• _Records for processing_:
-- Opening Marker --
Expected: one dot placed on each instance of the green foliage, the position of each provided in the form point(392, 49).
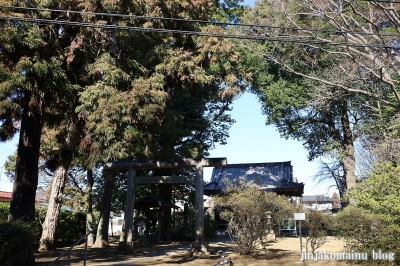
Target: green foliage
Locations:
point(373, 223)
point(210, 224)
point(9, 166)
point(315, 227)
point(245, 207)
point(16, 242)
point(70, 227)
point(380, 194)
point(364, 232)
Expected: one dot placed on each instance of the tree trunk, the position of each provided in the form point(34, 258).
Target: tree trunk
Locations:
point(102, 228)
point(71, 140)
point(22, 205)
point(89, 207)
point(348, 159)
point(55, 201)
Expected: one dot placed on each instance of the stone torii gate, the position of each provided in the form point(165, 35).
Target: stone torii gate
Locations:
point(131, 166)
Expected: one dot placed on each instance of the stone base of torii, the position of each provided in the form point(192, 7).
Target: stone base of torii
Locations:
point(127, 235)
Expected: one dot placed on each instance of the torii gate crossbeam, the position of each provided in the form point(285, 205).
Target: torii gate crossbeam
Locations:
point(131, 166)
-- Closing Marker --
• _Required action_: What you return must match the records above exactly, minus any images.

• _Exercise solution_:
Expected: one dot placed on each instance of the green foliage, the position of each provided in the form point(392, 49).
Target: green foliage
Locations:
point(373, 223)
point(210, 224)
point(9, 166)
point(315, 227)
point(245, 207)
point(16, 242)
point(70, 227)
point(380, 194)
point(364, 232)
Expected: one dot placed on each instance of the tree trunk, the position of each provided in the form point(34, 258).
Target: tree trunk
Locations:
point(102, 228)
point(71, 140)
point(22, 205)
point(89, 207)
point(348, 159)
point(55, 201)
Expected: one dot placed on each instance of the stone torii gate, the position of each provided in the form point(165, 35).
Target: stone torii gate
Locations:
point(131, 166)
Expected: one dot placed on each instance of the stone base of torii, the position of each provided in the form point(192, 7).
Target: stone base of torii
Locations:
point(127, 235)
Expected: one dot placed on each instance of the torii gate crossbeam, the position of each provided in the form point(285, 205).
Target: torii gate crossbeam
Locations:
point(131, 166)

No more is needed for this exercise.